▸ **TRECHO DE ORIGEM**:
################
Publicado em 1845, o livro é cheio de meandros e se assemelha a uma volta (bêbado) pelas ruelas de Sevilha, onde se passa parte da trama. Mérrimée nos conduz pela jornada da cigana de “beleza estranha e selvagem”, que requebra “como uma potra do haras de Córdoba”. Mas principalmente nos leva pela voz de dois narradores. Essa é uma de suas “inovações”. É através deles que enxergamos Carmen, e isso transforma toda a história.
“De maneira esquemática, podemos dizer que a ópera é sobre a paixão e o livro, sobre o ciúme”, observa Samuel Titan Jr., que assina a tradução e o posfácio desta nova edição brasileira, a ser lançada este mês — parte da Coleção Fábula, da editora 34. Se na ópera todos os olhares se voltam para Carmen, e ela é o centro; na novela, só acessamos a personagem a partir dos narradores. A todo momento, por exemplo, vemos dom José desconfiado, sem saber se Carmen realmente o está traindo. “Não por acaso, Machado de Assis foi buscar na obra um dos elementos centrais de caracterização de sua Capitu: os olhos oblíquos, de cigana”, lembra Titan, evocando a primeira aparição de Carmen na novela, quando são descritas sua pele (de cobre), sua boca (que deixa entrever “dentes mais brancos que amêndoas sem casca”) e seus olhos (“oblíquos e admiravelmente rasgados”).
A história começa e termina conduzida por um narrador empolgadamente pedante. No início, ele está na Andaluzia no outono de 1830, empreendendo uma diligente busca para situar com exatidão o local onde se desenrolou a batalha de Munda, um dos capítulos da conquista da península ibérica por César, “o lugar memorável em que César apostara tudo contra os campeões da república”. Espera que sua dissertação sobre o tema “resolva enfim o problema geográfico que mantém em suspenso toda a Europa erudita”. Nessa solene errância, conhece dom José, um ex-militar de carreira promissora, que, apaixonado por Carmen, sofre uma série de quedas e reveses, até assassinar um homem e entregar-se a uma vida de “azares e rebelião” ao lado da cigana. “Uma moça bonita”, reflete dom José, imerso no pote da ruína, “faz o sujeito perder a cabeça, brigar, cair em desgraça, fugir para a montanha, e de contrabandista a ladrão é só um passo”.
################
▸ **DADOS BRUTOS**:
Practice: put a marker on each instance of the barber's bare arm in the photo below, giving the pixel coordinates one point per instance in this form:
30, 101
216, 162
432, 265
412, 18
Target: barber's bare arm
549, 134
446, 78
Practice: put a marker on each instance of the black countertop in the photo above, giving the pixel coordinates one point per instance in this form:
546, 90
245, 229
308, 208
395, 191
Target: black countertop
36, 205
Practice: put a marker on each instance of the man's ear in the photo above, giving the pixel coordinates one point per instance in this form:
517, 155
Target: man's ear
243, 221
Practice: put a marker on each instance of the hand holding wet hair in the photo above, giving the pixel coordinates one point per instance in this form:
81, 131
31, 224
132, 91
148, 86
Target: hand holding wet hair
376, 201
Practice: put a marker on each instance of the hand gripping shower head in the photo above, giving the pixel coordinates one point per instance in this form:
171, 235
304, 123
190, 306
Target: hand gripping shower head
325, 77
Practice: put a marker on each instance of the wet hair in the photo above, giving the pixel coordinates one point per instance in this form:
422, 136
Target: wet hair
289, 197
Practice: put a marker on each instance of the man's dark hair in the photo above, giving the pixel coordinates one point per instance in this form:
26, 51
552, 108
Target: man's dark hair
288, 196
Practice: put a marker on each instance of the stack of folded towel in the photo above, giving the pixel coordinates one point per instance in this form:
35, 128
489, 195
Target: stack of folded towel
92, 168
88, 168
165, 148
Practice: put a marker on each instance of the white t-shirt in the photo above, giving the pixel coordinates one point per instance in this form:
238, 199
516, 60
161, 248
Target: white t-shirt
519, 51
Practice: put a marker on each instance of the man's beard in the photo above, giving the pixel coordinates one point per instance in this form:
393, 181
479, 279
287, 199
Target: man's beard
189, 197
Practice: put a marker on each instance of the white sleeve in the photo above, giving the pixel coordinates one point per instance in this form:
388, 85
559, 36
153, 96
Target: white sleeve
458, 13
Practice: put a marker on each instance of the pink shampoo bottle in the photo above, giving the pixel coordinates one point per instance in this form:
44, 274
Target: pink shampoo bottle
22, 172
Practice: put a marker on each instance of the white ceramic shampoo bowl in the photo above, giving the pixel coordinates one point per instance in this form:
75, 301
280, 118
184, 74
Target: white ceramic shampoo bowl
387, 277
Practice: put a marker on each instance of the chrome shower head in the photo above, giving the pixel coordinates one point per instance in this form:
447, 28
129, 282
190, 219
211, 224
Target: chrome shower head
################
▸ **EXERCÍCIOS A FAZER**:
1 - Copie do texto sobre Carmen a passagem que começa nas palavras "Publicado em 1845, o" e termina depois de "toda a história.".
2 - Escreva o que vem a seguir no texto sobre Carmen, a partir da última frase apresentada.

▸ **RESULTADOS POR TAREFA**:
1 -
Publicado em 1845, o livro é cheio de meandros e se assemelha a uma volta (bêbado) pelas ruelas de Sevilha, onde se passa parte da trama. Mérrimée nos conduz pela jornada da cigana de “beleza estranha e selvagem”, que requebra “como uma potra do haras de Córdoba”. Mas principalmente nos leva pela voz de dois narradores. Essa é uma de suas “inovações”. É através deles que enxergamos Carmen, e isso transforma toda a história.

2 -
A novela é dividida em quatro partes, e é apenas na terceira que o tal narrador erudito dá lugar a dom José. Na prisão e condenado à morte, dom José vai contar a ele (e a nós) a aventura que viveu ao lado de Carmen. Tudo o que a gente sabe sobre Carmen diz respeito a este capítulo, cheio de ação. A ópera de Bizet, por exemplo (que nas palavras de Alan Raitt, biógrafo britânico de Mérrimée, “não passa de uma versão emasculada e enfeitada da novela”).
À medida que dom José relata sua história, um episódio da segunda parte do livro volta com força: o breve encontro do narrador inicial com Carmen, no cais, às margens do rio Guadalquivir, em Córdoba. Ela surge de repente, como que saída das águas (e este é um tema que mereceria um texto à parte: as aparições de Carmen ao longo da história). É a única vez que este narrador fica diante dela. Imediatamente, ele sente o perigo, o poder de atração. E se afasta. “Ele não vive uma história com ela, ao contrário de Dom José que, sim, vai se deixar levar — e pagar o preço”, comenta Titan. “É dom José quem vai se aproximar da cigana, viver na pele e, como uma espécie de emissário do real, contar ao outro o que viu, porque esteve lá.” Não por acaso, o mito evocado na cena do rio é o de Acteão e Diana, em que o caçador Acteão surpreende Diana à hora do banho. A deusa o transforma em cervo, e Acteão é devorado por seus próprios cães — ele chega perto demais, vê mais do que podia ver. Toda a novela é sobre isso: um jogo de aproximações e afastamentos.
Assim que dom José termina de contar sua saga, o pedante estudioso reassume o comando da narrativa. A parte final da novela é surpreendente — e também pelo que não se diz. Estranho à primeira vista (há um corte na história), o fim parece expor uma espécie de solução encontrada pelo narrador para se relacionar com a figura fatal de Carmen. É como se, depois de tudo o que foi contado por dom José, o narrador pensasse: bem, vou me calar e me distanciar, e discursar friamente sobre os ciganos. E, assim, salvar a minha pele. Nisso, nessa moldura narrativa (os dois narradores, uma história dentro de outra), está o trunfo da novela de Mérrimée —que depois de Carmen passou vinte anos (praticamente o resto da vida) sem escrever ficção, dedicando-se ao cargo de inspetor geral dos monumentos históricos da França.